**Selected extract:**
Make, Jane, make!: April 2011


Small Share

Tuesday, April 26, 2011

A Bunny Day Treat

Last week for our mommy luncheon I decided to make a bunny-day inspired treat. I'd been eyeing these super cute, cream cheese muffins baked in parchment bunnies from eye candy food blog since last year. And although I love the type of cheesecake that she put inside, I had a friend honouring Passover that week, so I decided to try to find a good flour-less cake recipe. I figure you can't go wrong with Nigella's Damp Apple and Almond cake, right?

Here is my virtual army of paper bunnies. Bwahaha! We are posed to take over the world with cuteness! This is only the first wave of adorableness, there were two dozen pint sized pairs of bunny ears in total.  I made each with a piece of parchment that was roughly 9 inches square.

I love the look of peeled apples. They remind me all things good from the kitchen - applesauce, apple pie, apple crisp, the list goes on. I can practically smell the cinnamon and cloves as I type... sigh....

Speaking of applesauce...

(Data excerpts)
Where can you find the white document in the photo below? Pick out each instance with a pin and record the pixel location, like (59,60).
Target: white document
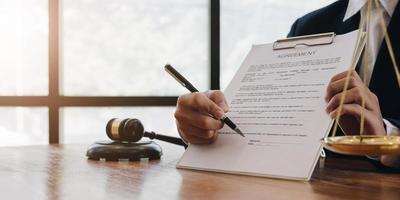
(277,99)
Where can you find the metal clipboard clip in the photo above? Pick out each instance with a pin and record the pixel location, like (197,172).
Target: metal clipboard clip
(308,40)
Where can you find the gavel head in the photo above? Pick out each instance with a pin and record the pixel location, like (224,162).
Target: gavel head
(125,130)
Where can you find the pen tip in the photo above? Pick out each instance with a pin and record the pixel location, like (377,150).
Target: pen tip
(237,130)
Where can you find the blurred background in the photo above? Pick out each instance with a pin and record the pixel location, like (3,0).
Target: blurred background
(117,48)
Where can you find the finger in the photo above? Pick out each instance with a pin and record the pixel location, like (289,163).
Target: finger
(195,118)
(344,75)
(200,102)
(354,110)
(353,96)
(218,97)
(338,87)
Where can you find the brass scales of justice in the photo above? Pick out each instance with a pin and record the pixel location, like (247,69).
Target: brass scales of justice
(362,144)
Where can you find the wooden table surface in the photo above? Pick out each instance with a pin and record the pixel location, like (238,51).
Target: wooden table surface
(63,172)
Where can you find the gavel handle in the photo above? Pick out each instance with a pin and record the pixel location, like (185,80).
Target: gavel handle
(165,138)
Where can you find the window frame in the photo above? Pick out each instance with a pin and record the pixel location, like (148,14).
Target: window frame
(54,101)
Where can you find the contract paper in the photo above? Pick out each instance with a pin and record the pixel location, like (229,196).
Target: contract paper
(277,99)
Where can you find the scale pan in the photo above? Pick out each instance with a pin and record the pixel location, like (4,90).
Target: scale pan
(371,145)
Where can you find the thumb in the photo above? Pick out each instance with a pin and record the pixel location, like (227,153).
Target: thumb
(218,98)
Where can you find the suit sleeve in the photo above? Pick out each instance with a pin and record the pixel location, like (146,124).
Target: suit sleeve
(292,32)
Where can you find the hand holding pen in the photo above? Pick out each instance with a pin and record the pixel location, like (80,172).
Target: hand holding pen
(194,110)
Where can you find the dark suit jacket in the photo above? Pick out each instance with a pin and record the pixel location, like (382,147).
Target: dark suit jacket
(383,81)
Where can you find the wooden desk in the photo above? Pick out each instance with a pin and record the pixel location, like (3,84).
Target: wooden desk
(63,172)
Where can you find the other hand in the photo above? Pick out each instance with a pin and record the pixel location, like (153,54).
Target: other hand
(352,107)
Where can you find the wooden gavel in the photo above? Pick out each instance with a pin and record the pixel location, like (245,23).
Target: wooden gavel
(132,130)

**Exercise objective:**
Please answer these questions about the blog post:
1. Whose cake recipe was used, and what is the cake called?
2. About how large was the piece of parchment used for each bunny?
3. Which kitchen foods do peeled apples bring to mind?
Answer using the blog post alone.

**Written solution:**
1. Nigella's Damp Apple and Almond cake.
2. Roughly 9 inches square.
3. Applesauce, apple pie and apple crisp.